▶ _ОБЯЗАТЕЛЬНЫЕ ЗАДАНИЯ_:
**a)** Перечислите всех писателей, которых текст называет первыми, кто метнул в палачей то, что оказалось под рукой.
**b)** Воспроизведите фрагмент текста от слов «Съезд открыли зимой, в» до слов «пришедшие с войны.» включительно.

── ТЕКСТ

Я вдруг ощутил воочию, что лица, прибывшие оттуда, как правило,
подлинного положения постичь не могут. Они слышат лишь то, что им хочется
услышать.
По сей день помню застывшие студенистые глаза ректора университета,
заикание директора областного издательства. В глазах ректора леденел страх,
опасность проговориться.
Это было мучительно. И смешно, и ужасно одновременно.
И вот статья появилась в киосках Москвы. Название кто-то из секретарей
ЦК, членов редколлегии, заменил. Кафедру марксизма из заголовка стыдливо
убрали. Оставили лишь в тексте. Теперь она называлась более академично: "Так
воспитывается бездумье". Да добавили последний дежурный абзац: "партийная
организация обязана"... "партийная организация призвана..."
Так появилась в официозе ЦК совершенно невозможная статья о том, что на
кафедрах марксизма-ленинизма, диамата и политэкономии, на всех сугубо
партийных кафедрах годами и десятилетиями отучают думать.
На то, чтобы эти несколько страничек увидели свет, я потратил два года
жизни.
От булыжника, брошенного отчаянием, зазвенело несколько сонных окон.
Только и всего.
Никто не мог понять, как смогли "прорваться" в печать мысли столь
еретические.
Более всех, признаться, изумлен был я.
А дело-то было простое. Журнал вышел в конце декабря 1955 года. Полтора
месяца оставалось до антисталинского XX съезда партии, и до самого тупого
школьника дойдет, как поется в песне Галича: "Оказался наш отец не отцом, а
сукою..."
Съезд открыли зимой, в самом начале 56-го года, и они, работники Серого
дома ЦК, уже знали о том, что готовится. Торопились попасть в ногу...
Я этого еще не знал. Как и вся страна. А они -- знали.
Ни полумесяцем раньше, ни полугодом позже такая "крамола" уже не могла
увидеть света. Была бы объявлена клеветнической и антипартийной...
Каково-то большой прозе, несущей в недрах своих ту же тему и
создаваемой годами! Могла ли она прорваться к читателю"?
Илья Эренбург, Владимир Померанцев, Ольга Берггольц первыми метнули в
палачей тем, что оказалось под рукой. Ждать было нельзя.
За ними устремилось и наше поколение -- солдаты, пришедшие с войны.
Публицистика отвоевала, еще до XX съезда, небольшой плацдарм.

────
── ИСХОДНЫЕ ДАННЫЕ

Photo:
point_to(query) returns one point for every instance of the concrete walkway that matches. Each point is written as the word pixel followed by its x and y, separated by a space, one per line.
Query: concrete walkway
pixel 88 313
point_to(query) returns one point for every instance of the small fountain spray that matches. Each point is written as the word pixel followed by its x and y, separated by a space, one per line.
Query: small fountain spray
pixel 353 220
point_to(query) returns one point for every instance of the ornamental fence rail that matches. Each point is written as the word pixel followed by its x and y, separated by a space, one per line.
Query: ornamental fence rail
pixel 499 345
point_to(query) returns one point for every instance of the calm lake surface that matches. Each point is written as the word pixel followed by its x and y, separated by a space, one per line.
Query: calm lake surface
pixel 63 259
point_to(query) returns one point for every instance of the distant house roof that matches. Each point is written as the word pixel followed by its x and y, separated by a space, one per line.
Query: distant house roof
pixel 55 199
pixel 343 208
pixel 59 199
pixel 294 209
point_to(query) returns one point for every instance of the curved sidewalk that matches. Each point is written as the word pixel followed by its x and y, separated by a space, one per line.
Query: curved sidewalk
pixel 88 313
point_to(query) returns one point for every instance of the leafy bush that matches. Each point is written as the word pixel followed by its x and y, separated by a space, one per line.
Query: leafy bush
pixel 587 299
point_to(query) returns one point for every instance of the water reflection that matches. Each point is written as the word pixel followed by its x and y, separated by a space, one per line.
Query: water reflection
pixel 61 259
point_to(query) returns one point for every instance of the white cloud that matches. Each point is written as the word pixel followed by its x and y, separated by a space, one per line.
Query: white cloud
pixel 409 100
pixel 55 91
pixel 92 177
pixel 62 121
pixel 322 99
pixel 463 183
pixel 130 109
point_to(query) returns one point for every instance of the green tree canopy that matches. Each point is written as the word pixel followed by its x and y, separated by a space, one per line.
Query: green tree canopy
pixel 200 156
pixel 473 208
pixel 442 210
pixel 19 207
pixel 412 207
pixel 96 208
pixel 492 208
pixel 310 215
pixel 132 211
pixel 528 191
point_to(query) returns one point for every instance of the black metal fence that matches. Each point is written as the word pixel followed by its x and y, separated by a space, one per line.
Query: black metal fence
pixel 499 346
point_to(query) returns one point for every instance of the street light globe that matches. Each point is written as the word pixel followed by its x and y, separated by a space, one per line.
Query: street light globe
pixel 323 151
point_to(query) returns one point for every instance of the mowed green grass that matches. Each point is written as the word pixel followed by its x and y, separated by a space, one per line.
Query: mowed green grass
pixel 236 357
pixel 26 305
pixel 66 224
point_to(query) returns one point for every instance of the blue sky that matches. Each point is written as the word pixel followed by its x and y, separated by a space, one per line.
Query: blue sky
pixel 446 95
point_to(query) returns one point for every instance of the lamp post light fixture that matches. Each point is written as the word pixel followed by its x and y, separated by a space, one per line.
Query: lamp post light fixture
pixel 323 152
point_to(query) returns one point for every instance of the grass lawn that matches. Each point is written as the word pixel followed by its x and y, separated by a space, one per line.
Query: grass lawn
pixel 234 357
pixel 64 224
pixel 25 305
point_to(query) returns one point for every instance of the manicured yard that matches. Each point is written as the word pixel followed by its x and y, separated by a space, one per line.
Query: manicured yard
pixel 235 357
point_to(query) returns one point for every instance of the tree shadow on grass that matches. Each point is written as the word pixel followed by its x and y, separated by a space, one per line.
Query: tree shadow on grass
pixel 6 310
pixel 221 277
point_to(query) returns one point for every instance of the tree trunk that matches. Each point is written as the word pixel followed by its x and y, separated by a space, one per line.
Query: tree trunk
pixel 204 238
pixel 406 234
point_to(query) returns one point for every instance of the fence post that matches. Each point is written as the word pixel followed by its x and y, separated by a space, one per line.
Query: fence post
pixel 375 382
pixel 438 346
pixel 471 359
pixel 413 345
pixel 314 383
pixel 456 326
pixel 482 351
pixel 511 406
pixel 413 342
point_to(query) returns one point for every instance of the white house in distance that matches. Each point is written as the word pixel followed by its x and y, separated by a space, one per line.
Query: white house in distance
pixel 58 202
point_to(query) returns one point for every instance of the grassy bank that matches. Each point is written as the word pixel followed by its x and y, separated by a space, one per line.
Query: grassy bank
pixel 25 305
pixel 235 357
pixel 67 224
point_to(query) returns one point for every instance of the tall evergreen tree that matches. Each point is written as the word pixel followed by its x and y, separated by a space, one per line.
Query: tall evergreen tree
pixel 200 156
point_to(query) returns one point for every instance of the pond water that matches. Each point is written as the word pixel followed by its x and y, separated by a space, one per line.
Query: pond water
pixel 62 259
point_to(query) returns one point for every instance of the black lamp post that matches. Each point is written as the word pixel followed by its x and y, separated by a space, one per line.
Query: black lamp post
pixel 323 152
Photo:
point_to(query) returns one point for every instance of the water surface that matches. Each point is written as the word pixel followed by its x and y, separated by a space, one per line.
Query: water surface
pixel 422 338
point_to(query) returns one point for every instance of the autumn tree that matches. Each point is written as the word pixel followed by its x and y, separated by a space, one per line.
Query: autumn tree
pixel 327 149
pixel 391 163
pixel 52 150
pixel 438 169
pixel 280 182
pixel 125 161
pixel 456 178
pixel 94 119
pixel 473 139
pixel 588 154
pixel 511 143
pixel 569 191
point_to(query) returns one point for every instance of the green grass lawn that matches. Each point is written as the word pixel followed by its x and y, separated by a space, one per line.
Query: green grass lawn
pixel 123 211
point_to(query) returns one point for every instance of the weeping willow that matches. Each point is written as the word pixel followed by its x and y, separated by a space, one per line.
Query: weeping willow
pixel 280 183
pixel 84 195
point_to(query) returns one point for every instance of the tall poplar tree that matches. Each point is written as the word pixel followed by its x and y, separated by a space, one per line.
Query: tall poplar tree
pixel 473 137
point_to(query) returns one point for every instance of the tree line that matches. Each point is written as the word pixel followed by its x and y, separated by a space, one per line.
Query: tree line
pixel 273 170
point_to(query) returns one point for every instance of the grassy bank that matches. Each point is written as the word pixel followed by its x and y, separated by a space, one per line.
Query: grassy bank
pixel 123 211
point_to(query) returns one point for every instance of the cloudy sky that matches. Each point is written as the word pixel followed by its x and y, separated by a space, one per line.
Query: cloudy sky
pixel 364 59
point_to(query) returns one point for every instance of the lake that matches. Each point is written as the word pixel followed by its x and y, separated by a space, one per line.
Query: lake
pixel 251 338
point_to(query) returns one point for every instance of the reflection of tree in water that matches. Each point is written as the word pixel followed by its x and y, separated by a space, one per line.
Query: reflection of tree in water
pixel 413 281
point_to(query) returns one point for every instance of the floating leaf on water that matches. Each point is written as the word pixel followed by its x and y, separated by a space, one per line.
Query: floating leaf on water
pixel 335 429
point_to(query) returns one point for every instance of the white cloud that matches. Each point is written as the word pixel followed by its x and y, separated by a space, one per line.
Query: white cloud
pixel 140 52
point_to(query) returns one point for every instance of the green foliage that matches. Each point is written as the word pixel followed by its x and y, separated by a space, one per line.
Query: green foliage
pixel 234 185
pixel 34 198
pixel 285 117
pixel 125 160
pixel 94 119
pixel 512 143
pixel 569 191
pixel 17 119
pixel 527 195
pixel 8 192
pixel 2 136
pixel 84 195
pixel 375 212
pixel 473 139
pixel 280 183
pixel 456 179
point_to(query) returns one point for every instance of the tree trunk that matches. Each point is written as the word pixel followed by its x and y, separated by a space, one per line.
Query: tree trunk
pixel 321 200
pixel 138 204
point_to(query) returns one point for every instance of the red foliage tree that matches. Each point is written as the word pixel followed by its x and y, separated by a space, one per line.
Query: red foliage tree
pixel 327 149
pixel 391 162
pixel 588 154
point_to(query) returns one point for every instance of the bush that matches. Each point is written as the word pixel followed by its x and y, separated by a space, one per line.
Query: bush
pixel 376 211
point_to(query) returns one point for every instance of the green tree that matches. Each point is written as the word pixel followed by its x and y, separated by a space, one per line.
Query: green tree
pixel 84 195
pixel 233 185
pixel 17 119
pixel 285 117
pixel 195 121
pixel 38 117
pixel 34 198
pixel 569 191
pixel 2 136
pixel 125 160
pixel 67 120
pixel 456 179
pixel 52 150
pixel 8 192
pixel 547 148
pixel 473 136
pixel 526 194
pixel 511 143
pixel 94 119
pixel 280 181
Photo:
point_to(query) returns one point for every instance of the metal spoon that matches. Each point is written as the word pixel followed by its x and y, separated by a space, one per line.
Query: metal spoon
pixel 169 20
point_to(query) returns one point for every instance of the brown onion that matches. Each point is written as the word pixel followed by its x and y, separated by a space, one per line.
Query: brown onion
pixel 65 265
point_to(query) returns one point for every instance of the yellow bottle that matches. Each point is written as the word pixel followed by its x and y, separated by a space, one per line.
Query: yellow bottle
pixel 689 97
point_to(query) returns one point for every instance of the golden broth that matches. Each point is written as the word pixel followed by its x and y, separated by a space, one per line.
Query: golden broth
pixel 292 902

────

▶ _ГОТОВЫЕ ОТВЕТЫ_:
**a)** Илья Эренбург, Владимир Померанцев, Ольга Берггольц.

**b)**
Съезд открыли зимой, в самом начале 56-го года, и они, работники Серого
дома ЦК, уже знали о том, что готовится. Торопились попасть в ногу...
Я этого еще не знал. Как и вся страна. А они -- знали.
Ни полумесяцем раньше, ни полугодом позже такая "крамола" уже не могла
увидеть света. Была бы объявлена клеветнической и антипартийной...
Каково-то большой прозе, несущей в недрах своих ту же тему и
создаваемой годами! Могла ли она прорваться к читателю"?
Илья Эренбург, Владимир Померанцев, Ольга Берггольц первыми метнули в
палачей тем, что оказалось под рукой. Ждать было нельзя.
За ними устремилось и наше поколение -- солдаты, пришедшие с войны.